#### Página

Saturday, 23 de November de 2024 ISSN 1519-7670 - Ano 24 - nº 1315

As várias faces da barbárie

Acabo de rever a matéria da revista Veja sobre a morte terrível de um menino arrastado por assaltantes em um carro no Rio de Janeiro, acontecido no mês de fevereiro – a matéria traz a data de 14/02/07. Mesmo passados mais de três meses do caso hediondo e da publicação da matéria, entendo que é importante falar a respeito, ainda que tardiamente.

Trata-se de um fato escabroso. Porém, a matéria é tão escabrosa quanto o fato. E um horror não justifica o outro. Eu, como pessoa, posso, num momento de pungência, dizer qualquer coisa sobre o caso, inclusive que os assassinos deveriam ser picados em pedacinhos, queimados vivos. Qualquer um de nós pode dizer isso, dada a aversão que o crime provoca. Mas, um veículo de comunicação deve ter mais cuidado ao tratar de temas como esse. O mesmo se aplica a qualquer instituição democrática, ou deveria.

O apelo sensacionalista, raivoso, com sangue escorrendo pelas páginas, é sinal de barbárie. De uma barbárie análoga à do assassinato. Assim como foi um ato de barbárie os policiais militares obrigarem os assassinos a mostrar o rosto para a foto que ilustra, em destaque, a matéria – representam uma instituição democrática, lembremos bem. E selvageria igual foi cometida pela revista ao exibir a foto com destaque. O título da matéria ‘Sem limites para a barbárie’, pode ser aplicado ao crime horrendo, ao ato dos policiais e à matéria como um todo. Realmente, parece não haver limites para a barbárie…

A revista ‘assina em baixo’

Veja-se que não há como buscar atenuantes para o que foi cometido contra a criança. Não é fácil entender o que levou os assassinos a um ato tão horripilante. Seria compreensível se os pais do menino, se tivessem oportunidade, se vingassem dos criminosos com requintes de crueldade. Seria compreensível, não elogiável, se for levado a sério o que se defende como civilização. O que não é compreensível, o que não se pode aceitar, é que a revista tenha publicado uma matéria tão bárbara, tão boçal, tão abominável, abominável a ponto de se pôr ao nível dos ‘monstros’ que deplora. Aliás, o jornalista Marcelo Bortoloti, que qualifica os assassinos como monstros, bem pode receber a mesma qualificação.

########

Tarefa escrita A:
Conte as linhas dos registros que contêm a palavra "ground" e informe somente o número.

#### Dados a usar

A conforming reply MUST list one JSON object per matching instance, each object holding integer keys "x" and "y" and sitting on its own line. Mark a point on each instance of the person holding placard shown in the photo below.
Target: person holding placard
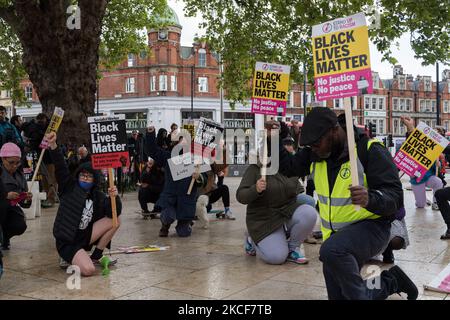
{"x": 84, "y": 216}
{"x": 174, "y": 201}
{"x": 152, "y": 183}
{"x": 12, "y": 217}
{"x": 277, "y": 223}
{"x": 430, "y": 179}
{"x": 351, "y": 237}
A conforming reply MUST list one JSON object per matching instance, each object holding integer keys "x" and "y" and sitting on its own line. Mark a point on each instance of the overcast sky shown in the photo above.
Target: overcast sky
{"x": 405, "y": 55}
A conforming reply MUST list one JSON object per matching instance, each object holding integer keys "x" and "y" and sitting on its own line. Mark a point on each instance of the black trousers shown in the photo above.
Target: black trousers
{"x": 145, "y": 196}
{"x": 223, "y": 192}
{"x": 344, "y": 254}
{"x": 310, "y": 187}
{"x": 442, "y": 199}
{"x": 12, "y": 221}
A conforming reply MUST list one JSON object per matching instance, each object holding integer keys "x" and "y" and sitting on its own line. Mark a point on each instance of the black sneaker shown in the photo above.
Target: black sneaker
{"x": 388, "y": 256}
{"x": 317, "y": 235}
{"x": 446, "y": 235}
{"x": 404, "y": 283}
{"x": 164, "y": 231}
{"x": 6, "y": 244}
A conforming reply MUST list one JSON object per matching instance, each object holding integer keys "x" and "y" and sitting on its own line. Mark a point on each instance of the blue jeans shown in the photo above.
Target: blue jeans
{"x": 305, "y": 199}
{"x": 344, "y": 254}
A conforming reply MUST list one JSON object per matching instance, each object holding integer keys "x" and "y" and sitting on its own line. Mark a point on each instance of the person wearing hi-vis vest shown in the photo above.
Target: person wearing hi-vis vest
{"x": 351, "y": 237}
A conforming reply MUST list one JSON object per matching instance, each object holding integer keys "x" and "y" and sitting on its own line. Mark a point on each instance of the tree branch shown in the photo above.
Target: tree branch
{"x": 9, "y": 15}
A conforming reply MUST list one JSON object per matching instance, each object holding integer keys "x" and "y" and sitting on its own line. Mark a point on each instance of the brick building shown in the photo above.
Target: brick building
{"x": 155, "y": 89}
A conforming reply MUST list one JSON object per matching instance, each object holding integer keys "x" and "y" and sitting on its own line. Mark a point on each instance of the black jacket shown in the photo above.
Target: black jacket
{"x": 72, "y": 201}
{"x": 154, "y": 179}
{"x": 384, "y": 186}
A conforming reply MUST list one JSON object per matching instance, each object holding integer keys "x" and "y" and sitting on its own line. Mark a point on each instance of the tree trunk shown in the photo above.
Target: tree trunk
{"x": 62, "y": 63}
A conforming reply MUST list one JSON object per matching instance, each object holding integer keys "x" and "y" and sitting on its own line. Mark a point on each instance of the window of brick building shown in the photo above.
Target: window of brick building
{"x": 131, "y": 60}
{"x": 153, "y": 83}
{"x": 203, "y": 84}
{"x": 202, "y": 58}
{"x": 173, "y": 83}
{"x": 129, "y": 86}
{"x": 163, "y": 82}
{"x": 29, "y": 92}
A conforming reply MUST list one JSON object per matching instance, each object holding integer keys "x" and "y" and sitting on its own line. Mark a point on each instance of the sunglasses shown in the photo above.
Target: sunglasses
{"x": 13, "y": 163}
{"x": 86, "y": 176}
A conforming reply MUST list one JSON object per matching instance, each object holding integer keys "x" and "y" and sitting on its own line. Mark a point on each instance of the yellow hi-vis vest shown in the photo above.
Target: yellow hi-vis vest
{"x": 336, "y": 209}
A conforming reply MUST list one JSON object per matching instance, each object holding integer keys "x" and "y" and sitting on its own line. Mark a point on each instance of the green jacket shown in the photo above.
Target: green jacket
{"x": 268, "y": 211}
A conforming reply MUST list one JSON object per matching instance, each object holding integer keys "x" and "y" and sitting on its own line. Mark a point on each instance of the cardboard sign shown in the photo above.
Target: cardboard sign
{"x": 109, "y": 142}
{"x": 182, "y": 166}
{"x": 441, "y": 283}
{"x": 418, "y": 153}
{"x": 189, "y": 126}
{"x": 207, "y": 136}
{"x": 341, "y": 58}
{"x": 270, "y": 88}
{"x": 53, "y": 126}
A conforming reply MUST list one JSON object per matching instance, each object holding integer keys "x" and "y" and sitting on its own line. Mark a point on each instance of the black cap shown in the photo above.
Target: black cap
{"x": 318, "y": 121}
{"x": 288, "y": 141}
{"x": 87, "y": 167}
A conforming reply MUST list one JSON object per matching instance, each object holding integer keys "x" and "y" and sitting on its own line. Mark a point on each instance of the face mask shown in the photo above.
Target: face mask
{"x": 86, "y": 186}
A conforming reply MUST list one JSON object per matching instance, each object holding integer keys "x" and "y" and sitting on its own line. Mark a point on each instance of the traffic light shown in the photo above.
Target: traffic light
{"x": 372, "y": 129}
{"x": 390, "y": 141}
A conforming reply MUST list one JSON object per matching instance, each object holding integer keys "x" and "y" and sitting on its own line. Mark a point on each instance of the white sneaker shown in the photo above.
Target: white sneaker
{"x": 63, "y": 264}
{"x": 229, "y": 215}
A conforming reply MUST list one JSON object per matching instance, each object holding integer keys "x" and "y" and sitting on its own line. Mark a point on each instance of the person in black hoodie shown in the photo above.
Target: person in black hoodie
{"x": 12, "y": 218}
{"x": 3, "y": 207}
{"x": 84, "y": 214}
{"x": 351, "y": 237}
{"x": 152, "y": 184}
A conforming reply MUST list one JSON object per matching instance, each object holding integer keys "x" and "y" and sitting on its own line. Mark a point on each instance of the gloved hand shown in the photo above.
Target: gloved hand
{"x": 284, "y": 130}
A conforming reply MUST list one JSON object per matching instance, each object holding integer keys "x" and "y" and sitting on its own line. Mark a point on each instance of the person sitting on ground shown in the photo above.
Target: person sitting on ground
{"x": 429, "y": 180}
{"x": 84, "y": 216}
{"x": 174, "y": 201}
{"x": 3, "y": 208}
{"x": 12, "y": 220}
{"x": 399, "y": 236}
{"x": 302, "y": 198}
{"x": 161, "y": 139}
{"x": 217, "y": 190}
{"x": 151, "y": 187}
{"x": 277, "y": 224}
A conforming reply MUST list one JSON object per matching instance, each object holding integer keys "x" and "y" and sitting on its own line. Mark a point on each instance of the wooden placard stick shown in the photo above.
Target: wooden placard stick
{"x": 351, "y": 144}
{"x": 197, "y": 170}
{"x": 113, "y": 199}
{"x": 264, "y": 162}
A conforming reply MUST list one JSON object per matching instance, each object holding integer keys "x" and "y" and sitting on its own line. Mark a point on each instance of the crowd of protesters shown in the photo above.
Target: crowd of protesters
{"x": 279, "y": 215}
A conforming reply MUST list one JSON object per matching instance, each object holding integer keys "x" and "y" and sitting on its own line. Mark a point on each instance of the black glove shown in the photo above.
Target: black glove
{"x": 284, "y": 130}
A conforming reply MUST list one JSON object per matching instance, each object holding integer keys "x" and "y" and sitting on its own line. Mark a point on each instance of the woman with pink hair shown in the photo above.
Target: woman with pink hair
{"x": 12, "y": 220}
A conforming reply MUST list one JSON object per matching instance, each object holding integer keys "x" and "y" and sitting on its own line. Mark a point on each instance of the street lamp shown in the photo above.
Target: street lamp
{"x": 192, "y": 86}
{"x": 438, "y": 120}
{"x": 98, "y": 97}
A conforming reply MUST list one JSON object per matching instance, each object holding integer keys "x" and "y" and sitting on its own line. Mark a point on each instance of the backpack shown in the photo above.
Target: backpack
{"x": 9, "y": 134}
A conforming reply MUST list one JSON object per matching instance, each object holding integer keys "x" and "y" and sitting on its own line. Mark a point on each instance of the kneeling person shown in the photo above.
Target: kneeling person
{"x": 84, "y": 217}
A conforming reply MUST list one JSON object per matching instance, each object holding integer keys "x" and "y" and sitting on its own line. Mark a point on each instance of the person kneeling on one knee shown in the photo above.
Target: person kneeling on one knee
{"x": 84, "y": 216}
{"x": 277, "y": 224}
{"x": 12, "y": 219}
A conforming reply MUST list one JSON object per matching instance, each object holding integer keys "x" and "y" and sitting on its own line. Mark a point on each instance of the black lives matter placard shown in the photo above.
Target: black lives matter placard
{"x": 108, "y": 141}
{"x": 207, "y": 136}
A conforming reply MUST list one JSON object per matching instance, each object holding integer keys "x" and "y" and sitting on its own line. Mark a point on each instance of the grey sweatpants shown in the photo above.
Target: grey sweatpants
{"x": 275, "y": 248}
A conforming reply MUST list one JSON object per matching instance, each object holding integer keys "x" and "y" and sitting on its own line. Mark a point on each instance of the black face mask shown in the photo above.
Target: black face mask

########

Tarefa escrita B:
Responda às perguntas abaixo com base no texto sobre a matéria da revista Veja:
(i) Que data traz a matéria da revista comentada no texto?
(ii) Qual é o título dessa matéria?
(iii) Qual é o nome do jornalista que qualifica os assassinos como monstros?

Resposta correta A:
2

Resposta correta B:
(i) 14/02/07.
(ii) "Sem limites para a barbárie".
(iii) Marcelo Bortoloti.